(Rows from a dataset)
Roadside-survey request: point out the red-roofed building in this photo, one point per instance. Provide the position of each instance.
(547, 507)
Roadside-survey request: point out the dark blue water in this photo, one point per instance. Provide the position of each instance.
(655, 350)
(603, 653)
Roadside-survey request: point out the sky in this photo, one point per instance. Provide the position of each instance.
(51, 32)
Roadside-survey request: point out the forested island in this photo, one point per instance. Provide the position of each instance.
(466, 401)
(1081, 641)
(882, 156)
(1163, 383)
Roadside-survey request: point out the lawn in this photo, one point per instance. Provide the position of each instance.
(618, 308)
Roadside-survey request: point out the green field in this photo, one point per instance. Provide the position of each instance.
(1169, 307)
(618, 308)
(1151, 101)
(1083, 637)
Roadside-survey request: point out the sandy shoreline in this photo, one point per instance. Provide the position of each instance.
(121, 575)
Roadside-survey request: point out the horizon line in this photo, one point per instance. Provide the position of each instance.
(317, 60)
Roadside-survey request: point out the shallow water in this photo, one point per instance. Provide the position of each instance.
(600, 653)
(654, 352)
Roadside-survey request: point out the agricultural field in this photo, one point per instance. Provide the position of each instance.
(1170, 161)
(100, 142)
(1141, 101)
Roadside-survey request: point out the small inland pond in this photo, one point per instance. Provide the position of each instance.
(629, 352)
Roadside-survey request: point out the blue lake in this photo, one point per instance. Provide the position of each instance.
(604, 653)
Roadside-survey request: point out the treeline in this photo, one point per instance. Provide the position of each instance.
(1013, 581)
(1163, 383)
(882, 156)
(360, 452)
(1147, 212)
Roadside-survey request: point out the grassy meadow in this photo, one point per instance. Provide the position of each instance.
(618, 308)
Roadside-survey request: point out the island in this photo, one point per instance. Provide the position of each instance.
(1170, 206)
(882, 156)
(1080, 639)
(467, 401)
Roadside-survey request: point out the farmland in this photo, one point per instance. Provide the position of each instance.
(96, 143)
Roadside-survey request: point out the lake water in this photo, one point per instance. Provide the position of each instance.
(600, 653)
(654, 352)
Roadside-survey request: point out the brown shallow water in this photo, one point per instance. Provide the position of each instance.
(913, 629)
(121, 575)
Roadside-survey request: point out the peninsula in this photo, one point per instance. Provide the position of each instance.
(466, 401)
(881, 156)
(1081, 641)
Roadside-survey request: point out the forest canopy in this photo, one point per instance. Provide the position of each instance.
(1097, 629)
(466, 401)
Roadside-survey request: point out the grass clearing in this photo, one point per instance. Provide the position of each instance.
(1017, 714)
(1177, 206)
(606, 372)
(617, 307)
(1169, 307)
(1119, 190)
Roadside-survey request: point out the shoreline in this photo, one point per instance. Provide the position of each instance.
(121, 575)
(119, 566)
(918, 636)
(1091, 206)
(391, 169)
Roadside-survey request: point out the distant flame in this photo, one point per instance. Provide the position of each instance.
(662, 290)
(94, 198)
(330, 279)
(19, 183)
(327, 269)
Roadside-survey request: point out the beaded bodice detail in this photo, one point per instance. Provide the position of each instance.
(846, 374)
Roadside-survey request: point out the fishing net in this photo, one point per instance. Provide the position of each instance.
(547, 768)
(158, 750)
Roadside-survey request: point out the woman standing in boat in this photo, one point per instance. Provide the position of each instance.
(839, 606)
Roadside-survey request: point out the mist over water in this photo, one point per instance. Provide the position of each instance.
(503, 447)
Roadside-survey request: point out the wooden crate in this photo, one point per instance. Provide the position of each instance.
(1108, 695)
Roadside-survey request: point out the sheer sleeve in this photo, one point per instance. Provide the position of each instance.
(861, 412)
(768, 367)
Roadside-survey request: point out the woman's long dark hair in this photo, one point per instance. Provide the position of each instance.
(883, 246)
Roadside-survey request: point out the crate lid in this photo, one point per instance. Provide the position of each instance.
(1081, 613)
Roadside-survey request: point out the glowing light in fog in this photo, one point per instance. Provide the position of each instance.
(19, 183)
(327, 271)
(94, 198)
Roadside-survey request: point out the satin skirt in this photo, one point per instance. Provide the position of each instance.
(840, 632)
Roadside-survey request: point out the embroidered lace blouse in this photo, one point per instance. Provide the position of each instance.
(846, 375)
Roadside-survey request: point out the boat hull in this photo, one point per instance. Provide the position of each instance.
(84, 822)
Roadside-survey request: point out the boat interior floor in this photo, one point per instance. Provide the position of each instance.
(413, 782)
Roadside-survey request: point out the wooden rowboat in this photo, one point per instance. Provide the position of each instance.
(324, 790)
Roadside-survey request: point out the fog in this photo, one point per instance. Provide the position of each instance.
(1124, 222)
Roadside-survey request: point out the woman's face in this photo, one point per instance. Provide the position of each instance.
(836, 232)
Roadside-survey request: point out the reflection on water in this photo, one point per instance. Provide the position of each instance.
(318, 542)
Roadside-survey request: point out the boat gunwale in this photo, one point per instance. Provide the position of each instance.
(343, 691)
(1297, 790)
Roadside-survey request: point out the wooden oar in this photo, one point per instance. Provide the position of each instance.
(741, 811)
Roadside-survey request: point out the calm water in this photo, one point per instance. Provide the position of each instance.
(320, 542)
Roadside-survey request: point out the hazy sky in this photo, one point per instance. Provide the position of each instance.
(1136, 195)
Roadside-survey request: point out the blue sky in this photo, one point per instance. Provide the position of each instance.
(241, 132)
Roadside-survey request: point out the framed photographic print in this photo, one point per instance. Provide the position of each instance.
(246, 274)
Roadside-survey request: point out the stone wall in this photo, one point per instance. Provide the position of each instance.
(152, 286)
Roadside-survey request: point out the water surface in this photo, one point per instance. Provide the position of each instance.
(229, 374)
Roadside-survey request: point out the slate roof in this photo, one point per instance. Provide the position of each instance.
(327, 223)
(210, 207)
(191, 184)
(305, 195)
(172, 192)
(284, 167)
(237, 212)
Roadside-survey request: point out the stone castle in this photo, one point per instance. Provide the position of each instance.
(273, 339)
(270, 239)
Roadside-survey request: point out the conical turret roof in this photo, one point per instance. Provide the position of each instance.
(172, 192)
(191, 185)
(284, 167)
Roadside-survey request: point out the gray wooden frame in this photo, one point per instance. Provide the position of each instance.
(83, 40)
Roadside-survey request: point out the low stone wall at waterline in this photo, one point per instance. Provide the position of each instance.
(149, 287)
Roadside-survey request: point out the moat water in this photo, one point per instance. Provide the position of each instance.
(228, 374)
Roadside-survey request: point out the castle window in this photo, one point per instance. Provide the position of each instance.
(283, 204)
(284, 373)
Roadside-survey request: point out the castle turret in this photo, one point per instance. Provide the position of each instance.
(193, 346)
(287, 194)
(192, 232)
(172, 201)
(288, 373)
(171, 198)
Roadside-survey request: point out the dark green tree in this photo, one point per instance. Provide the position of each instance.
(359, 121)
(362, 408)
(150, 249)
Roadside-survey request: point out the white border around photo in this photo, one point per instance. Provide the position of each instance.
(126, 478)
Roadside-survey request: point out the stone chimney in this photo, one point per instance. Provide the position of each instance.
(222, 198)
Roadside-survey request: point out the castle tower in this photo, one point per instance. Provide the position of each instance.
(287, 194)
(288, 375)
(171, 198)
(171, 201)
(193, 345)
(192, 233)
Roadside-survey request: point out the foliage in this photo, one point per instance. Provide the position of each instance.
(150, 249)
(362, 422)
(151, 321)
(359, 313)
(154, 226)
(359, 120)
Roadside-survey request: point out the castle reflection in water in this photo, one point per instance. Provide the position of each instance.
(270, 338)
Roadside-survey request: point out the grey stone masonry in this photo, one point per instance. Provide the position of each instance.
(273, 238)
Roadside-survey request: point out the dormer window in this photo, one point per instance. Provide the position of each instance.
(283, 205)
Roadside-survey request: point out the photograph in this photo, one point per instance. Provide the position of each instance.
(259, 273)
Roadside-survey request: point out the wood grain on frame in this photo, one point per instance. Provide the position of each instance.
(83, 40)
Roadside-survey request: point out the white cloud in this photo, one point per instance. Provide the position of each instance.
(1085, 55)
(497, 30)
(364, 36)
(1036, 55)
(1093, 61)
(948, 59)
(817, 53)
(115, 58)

• _Written instruction_: Repeat precisely the lines of the data starting at the one containing "Roadside-survey request: point out the castle window", last line included.

• _Full output_:
Roadside-survey request: point out the castle window in this photo, one point per instance. Provide the position of each instance.
(283, 204)
(284, 373)
Roadside-survey request: point out the castle turret in this photo, one point per instance. Provide the position of each instance.
(193, 346)
(287, 194)
(192, 232)
(172, 201)
(288, 373)
(171, 198)
Roadside-survey request: point out the dark green tree in this photo, one point per instance. Provide the position of each instance.
(359, 121)
(362, 408)
(150, 249)
Roadside-survey request: point out the white border around photo in this photo, one point per instance. Provide the position of each instance.
(126, 478)
Roadside-survey request: point out the stone chimney in this photo, one point per instance. Provide the position of each instance.
(222, 198)
Roadside-survey request: point out the castle tower in this photo, one point per instance. Provide the position of each instance.
(287, 194)
(288, 375)
(171, 198)
(171, 201)
(193, 345)
(192, 233)
Roadside-survey request: point out the foliage in this photo, one point per instance. Provide the position of each instance.
(150, 249)
(362, 422)
(151, 321)
(359, 313)
(154, 226)
(359, 120)
Roadside-survey request: point out the castle reflection in water in this photo, one point per instance. Provide the position of each instance.
(270, 338)
Roadside-survey request: point out the grey stone masonry in this photo, one point per instance. Provide the position of each instance.
(273, 238)
Roadside-survey request: point out the dormer window in this photo, one point per instance. Provide the position of each instance.
(283, 205)
Roadside-survey request: point out the photograph in this photo, one point per instance. Provide the position of each instance.
(259, 273)
Roadside-survey request: point out the wood grain on frame in this photo, one point per instance. Provide the position of each instance.
(83, 40)
Roadside-survey request: point out the white cloud in this photo, one point per instance. Provide the position of each instance.
(1085, 55)
(497, 30)
(364, 36)
(1036, 55)
(1093, 61)
(948, 59)
(817, 53)
(115, 58)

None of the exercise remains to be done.